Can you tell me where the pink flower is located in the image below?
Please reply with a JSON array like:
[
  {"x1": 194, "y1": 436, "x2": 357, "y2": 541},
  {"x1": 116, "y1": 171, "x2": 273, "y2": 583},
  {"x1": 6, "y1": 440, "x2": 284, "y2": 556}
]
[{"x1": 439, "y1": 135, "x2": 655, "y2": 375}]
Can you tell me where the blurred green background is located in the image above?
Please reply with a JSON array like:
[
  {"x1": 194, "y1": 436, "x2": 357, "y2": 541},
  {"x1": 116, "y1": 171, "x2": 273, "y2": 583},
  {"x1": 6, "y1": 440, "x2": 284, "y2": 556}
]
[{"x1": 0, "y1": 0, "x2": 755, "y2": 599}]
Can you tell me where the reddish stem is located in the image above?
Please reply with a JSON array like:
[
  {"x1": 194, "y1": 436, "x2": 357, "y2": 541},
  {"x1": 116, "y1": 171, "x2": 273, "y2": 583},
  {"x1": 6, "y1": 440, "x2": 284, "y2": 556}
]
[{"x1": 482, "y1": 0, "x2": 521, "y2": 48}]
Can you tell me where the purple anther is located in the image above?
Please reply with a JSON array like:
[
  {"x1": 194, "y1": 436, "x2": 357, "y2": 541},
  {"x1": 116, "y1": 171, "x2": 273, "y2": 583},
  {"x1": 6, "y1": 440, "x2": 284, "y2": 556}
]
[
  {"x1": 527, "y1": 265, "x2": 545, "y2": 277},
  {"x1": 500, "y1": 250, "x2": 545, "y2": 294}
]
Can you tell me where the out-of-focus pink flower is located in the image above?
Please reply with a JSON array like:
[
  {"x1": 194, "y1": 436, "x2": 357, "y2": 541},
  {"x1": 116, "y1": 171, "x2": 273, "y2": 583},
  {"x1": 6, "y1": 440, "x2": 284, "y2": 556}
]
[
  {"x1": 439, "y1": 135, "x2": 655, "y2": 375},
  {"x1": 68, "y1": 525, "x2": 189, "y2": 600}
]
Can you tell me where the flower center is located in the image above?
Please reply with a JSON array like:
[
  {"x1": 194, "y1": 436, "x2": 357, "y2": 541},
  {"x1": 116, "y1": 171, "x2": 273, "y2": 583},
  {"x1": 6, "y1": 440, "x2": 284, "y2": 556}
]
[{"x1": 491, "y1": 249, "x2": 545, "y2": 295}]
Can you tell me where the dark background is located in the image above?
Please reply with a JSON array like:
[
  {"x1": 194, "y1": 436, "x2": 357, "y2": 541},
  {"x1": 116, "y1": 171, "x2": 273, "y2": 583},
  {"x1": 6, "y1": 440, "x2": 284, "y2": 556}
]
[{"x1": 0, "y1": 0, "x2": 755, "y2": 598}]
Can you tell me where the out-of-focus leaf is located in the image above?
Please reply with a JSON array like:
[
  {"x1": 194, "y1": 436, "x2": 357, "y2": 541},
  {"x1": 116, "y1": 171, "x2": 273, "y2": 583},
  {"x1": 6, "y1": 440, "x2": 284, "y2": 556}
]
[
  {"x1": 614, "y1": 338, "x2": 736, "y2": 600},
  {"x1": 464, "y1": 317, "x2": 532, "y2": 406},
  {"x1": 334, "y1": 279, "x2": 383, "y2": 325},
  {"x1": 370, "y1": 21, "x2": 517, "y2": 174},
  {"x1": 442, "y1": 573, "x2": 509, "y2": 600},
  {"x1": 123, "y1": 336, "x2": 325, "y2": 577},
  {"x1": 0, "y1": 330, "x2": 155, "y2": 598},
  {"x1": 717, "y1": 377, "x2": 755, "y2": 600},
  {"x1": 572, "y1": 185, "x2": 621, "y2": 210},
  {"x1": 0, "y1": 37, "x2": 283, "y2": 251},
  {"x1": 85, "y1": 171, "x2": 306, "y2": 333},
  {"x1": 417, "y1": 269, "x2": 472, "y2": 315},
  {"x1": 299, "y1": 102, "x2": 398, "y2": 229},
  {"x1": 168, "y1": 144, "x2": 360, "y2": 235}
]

> [OBJECTIVE]: Find every line above that contains the string "image", matching case exactly, and copy each such line.

> [RESULT OF THIS TASK]:
Can you tell me where the pink flower is located in the image below?
Can you tell me where the blurred green background is located in the image above?
Can you tell me where the reddish stem is located in the image above?
Can you tell me where the purple anther is located in the image above?
Can you tell me where the out-of-focus pink flower is located in the image above?
Can you tell me where the flower center is located in the image above?
Can you tell me where the dark background is located in the image above?
Can you tell me where the out-of-focus leaf is located in the image above?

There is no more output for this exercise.